[JOB] Render each line of the data below as an item in a numbered list, skipping any blank lines.

Records from a dataset
>>>>>

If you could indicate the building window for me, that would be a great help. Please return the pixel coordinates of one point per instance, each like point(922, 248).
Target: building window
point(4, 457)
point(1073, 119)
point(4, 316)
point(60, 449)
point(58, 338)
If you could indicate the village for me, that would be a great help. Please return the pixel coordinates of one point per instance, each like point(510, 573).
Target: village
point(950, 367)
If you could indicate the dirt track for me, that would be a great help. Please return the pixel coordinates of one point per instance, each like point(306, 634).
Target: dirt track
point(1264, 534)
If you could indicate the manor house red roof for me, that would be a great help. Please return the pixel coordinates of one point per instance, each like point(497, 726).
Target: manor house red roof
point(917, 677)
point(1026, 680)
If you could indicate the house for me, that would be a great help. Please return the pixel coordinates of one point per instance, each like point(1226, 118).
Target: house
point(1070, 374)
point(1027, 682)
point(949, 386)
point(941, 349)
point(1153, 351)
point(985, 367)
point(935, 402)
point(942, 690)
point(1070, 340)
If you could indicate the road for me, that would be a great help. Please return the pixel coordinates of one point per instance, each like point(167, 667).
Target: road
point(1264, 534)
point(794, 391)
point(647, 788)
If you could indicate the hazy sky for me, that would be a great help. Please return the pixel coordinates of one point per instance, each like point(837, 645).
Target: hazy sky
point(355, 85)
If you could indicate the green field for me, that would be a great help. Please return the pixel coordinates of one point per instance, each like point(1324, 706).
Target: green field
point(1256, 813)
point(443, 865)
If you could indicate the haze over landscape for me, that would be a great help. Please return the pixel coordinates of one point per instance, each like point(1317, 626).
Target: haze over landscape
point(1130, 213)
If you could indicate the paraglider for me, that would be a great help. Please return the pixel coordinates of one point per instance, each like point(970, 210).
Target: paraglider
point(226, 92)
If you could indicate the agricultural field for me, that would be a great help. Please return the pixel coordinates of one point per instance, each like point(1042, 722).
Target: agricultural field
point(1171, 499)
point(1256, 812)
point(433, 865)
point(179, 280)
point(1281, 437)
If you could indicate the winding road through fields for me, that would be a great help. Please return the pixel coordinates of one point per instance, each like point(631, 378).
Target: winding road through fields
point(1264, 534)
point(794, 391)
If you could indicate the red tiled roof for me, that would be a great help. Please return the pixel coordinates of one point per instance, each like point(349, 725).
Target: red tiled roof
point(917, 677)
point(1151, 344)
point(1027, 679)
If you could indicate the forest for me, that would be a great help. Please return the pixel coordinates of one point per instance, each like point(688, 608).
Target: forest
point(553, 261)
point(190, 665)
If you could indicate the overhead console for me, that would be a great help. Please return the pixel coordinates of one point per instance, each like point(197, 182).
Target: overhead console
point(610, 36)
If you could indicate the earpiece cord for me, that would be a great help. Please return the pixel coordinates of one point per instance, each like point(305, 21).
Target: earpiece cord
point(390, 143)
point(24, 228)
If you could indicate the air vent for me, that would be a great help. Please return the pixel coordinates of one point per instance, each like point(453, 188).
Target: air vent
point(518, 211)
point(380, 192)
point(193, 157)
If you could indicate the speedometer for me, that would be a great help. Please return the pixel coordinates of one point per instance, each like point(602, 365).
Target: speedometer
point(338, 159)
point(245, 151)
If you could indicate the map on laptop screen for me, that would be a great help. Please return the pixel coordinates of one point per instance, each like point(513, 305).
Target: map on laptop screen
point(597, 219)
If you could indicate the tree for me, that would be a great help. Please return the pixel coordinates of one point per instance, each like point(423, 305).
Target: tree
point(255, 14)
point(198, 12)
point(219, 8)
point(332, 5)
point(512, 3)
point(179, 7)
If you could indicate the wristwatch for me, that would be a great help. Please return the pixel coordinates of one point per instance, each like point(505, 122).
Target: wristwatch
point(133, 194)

<<<<<

[FINISHED TASK]
1. If you could indicate the building window for me, that would be a great help. Please return the pixel coordinates of one point per instance, each like point(922, 248).
2. Target: building window
3. point(4, 457)
4. point(1073, 119)
5. point(4, 316)
6. point(60, 449)
7. point(58, 338)
8. If you could indicate the village for me, that would be a great help. Please return the pixel coordinates of one point per instance, each like point(510, 573).
9. Target: village
10. point(950, 367)
11. If you could indicate the dirt track for me, that would be a great help. Please return the pixel coordinates of one point per instance, each like point(306, 634).
12. Target: dirt track
13. point(1264, 534)
14. If you could indicate the manor house red roof for me, that would be a great help. Please return the pixel coordinates of one point per instance, each like point(497, 726).
15. Target: manor house red roof
16. point(917, 677)
17. point(1026, 680)
18. If you could indicate the house for me, that would be a great help. Please return the pixel coordinates of one point per instance, each like point(1226, 118).
19. Target: house
20. point(1070, 374)
21. point(1027, 682)
22. point(949, 386)
23. point(941, 349)
24. point(1153, 351)
25. point(985, 367)
26. point(935, 402)
27. point(942, 690)
28. point(1070, 340)
29. If you could indicate the road for me, that would be a great help. Please return the pixel coordinates of one point per instance, each like point(167, 667).
30. Target: road
31. point(1264, 534)
32. point(794, 391)
33. point(647, 788)
34. If you could indicate the hazy sky for me, that would be a great help. Please return the pixel coordinates of one point per instance, each like point(837, 645).
35. Target: hazy sky
36. point(355, 85)
37. If you could indicate the green field for me, that would be a great help. Please return the pixel coordinates of one point per instance, each like point(1324, 706).
38. Target: green field
39. point(1256, 813)
40. point(443, 865)
41. If you could indicate the haze over landscape for me, that would be a great help. Please return the pixel coordinates of one point per instance, each like point(1317, 626).
42. Target: haze over landscape
43. point(1130, 213)
44. If you could indicate the paraglider for me, that would be a great help. Please return the pixel coordinates of one point per instance, each like point(970, 210).
45. Target: paraglider
46. point(226, 92)
47. If you could indicate the agricultural field for me, that would be a great help. Please return the pixel coordinates of one point per instance, each like point(1042, 722).
48. Target: agricultural field
49. point(1171, 499)
50. point(1256, 812)
51. point(433, 865)
52. point(179, 280)
53. point(1281, 437)
54. If you could indicate the winding road through fields for me, that would be a great help. Please return the pixel coordinates of one point per instance, each like point(631, 378).
55. Target: winding road through fields
56. point(1264, 534)
57. point(794, 391)
58. If you could indicate the red tiled roof for me, that would be a great help. Please return the pixel coordinates of one point per instance, each like point(349, 725).
59. Target: red tiled roof
60. point(917, 677)
61. point(1151, 344)
62. point(1027, 679)
63. If you could indicate the forest for me, that would be a great help. Please return the pixel coordinates of one point per instance, each like point(688, 608).
64. Target: forest
65. point(553, 261)
66. point(190, 665)
67. If you could indicate the overhead console for me, that would be a great help. Please return the pixel coordinates of one point per instance, each like point(197, 182).
68. Target: overhead console
69. point(610, 36)
70. If you could indicate the earpiece cord for me, that would be a great help. Please return the pixel coordinates of one point per instance, each like point(305, 21).
71. Target: earpiece cord
72. point(390, 143)
73. point(24, 228)
74. If you could indicate the air vent for me, that would be a great help. Please return the pixel coordinates of one point per instance, each like point(453, 188).
75. Target: air vent
76. point(518, 211)
77. point(380, 192)
78. point(193, 157)
79. If you could indicate the speedometer for me, that would be a great help. Please return the pixel coordinates of one point per instance, each like point(602, 365).
80. Target: speedometer
81. point(338, 159)
82. point(245, 151)
83. If you could indicate the map on laptop screen for me, that would be a great help. Please return the pixel coordinates of one point per instance, each like point(513, 305).
84. Target: map on laptop screen
85. point(597, 219)
86. If you could indicate the tree for me, that would be a great help. Please return the pixel coordinates of one point per instance, each like point(423, 305).
87. Target: tree
88. point(255, 14)
89. point(198, 12)
90. point(219, 8)
91. point(332, 5)
92. point(512, 3)
93. point(179, 7)
94. If you could indicate the wristwatch for me, that would be a great help. Please return the pixel coordinates of one point per instance, each like point(505, 122).
95. Target: wristwatch
96. point(133, 194)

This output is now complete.